## EXCERPT PROVIDED:
+++++

As with many biotechnology companies, the secret of success of GW Pharmaceuticals (GWP) is hard to understand. But its development of treatments derived from the medicinal benefits of cannabis - plus a well-timed share listing on the biotech-friendly Nasdaq index - has garnered it plenty of attention. Although the share price has already made '10-bagger' status in the past 12 months, there may be a further run before the end of the year when the company is due to report results from final-stage trials of its key drug, Sativex.
- Result of key drug trials by year-end
- Support from US drugs regulator
- Plenty of cash
- Developing controversial products
- Risk that drugs fail in trials
Sativex is already approved in Europe for treating spasms in multiple sclerosis patients. That gives GW a stream of income and makes its shares less risky than many drugs developers. Its sales in Europe grew 40 per cent in the first half of the year to the end of September, with the strongest demand in Germany and Italy.

+++++

## PROVIDED DATA:

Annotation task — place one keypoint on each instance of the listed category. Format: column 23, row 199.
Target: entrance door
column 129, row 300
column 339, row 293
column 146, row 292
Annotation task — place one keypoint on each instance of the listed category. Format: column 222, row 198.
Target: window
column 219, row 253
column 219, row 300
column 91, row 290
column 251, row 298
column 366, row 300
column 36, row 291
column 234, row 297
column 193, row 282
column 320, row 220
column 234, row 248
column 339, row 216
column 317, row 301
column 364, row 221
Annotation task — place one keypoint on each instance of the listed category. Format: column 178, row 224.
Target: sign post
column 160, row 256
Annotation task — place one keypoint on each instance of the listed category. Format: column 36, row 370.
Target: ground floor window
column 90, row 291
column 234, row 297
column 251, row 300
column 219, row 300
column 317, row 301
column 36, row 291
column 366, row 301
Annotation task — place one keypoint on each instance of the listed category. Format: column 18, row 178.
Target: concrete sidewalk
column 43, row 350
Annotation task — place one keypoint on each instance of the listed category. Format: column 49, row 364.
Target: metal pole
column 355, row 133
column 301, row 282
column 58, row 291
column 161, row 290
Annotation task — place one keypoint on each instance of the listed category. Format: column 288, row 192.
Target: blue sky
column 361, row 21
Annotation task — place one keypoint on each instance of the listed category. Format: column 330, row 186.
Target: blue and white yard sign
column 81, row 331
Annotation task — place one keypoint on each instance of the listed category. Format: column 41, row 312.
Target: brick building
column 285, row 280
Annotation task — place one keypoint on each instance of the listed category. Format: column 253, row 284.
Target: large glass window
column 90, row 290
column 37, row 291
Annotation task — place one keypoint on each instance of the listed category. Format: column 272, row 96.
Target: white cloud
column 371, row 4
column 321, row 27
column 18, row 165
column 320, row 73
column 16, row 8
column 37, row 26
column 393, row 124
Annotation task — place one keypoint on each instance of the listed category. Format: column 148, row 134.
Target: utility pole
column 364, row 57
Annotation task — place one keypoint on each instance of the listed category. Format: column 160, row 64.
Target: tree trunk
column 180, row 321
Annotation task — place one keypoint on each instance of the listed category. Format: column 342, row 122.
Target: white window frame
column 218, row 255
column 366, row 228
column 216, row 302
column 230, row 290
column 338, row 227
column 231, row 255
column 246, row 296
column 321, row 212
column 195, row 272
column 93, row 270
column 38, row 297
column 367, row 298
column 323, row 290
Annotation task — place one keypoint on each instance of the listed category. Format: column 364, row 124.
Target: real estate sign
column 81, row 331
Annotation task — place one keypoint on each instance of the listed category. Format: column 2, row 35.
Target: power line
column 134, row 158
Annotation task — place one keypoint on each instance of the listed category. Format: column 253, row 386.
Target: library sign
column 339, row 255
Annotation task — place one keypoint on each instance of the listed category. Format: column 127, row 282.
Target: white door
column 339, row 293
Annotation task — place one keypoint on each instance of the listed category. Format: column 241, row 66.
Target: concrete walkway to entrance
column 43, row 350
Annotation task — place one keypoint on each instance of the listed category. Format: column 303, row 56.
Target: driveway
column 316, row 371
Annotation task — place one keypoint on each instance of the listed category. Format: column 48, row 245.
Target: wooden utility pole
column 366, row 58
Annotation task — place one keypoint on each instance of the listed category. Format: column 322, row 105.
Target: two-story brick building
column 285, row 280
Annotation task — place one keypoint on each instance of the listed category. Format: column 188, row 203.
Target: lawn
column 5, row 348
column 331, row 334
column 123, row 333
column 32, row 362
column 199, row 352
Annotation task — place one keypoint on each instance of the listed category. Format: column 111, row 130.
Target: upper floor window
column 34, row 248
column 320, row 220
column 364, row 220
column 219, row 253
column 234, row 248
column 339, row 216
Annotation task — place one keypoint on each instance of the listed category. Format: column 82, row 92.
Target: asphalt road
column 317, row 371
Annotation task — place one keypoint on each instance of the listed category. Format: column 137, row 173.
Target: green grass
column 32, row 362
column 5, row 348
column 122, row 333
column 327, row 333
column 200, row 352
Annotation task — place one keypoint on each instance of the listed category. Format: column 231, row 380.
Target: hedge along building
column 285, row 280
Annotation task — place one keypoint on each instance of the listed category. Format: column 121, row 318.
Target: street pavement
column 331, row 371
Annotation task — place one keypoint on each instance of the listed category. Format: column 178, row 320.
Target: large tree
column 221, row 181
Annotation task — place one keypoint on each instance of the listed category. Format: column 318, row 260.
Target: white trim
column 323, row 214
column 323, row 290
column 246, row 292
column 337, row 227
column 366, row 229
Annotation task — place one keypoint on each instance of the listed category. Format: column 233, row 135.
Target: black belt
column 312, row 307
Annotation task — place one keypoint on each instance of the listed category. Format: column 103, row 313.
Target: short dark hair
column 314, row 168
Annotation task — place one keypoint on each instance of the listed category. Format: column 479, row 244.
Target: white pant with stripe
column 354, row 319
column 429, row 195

+++++

## TO DO:
**a)** According to the article on GW Pharmaceuticals, by how much did Sativex sales in Europe grow in the first half of the year?
**b)** Duplicate the part of the article on GW Pharmaceuticals that opens with the words containing "As with many" and closes with "key drug, Sativex.".
**c)** Summarize the article on GW Pharmaceuticals in two sentences.

## ANSWERS TO THE TASKS:
**a)** They grew 40 per cent.

**b)**
As with many biotechnology companies, the secret of success of GW Pharmaceuticals (GWP) is hard to understand. But its development of treatments derived from the medicinal benefits of cannabis - plus a well-timed share listing on the biotech-friendly Nasdaq index - has garnered it plenty of attention. Although the share price has already made '10-bagger' status in the past 12 months, there may be a further run before the end of the year when the company is due to report results from final-stage trials of its key drug, Sativex.

**c)** GW Pharmaceuticals develops treatments derived from cannabis, and although its share price has already reached '10-bagger' status in the past 12 months, it may rise further when the company reports final-stage trial results for its key drug, Sativex, before the end of the year. Sativex is already approved in Europe for treating spasms in multiple sclerosis patients, which provides income that makes the shares less risky than those of many drug developers, and its European sales grew 40 per cent in the first half of the year.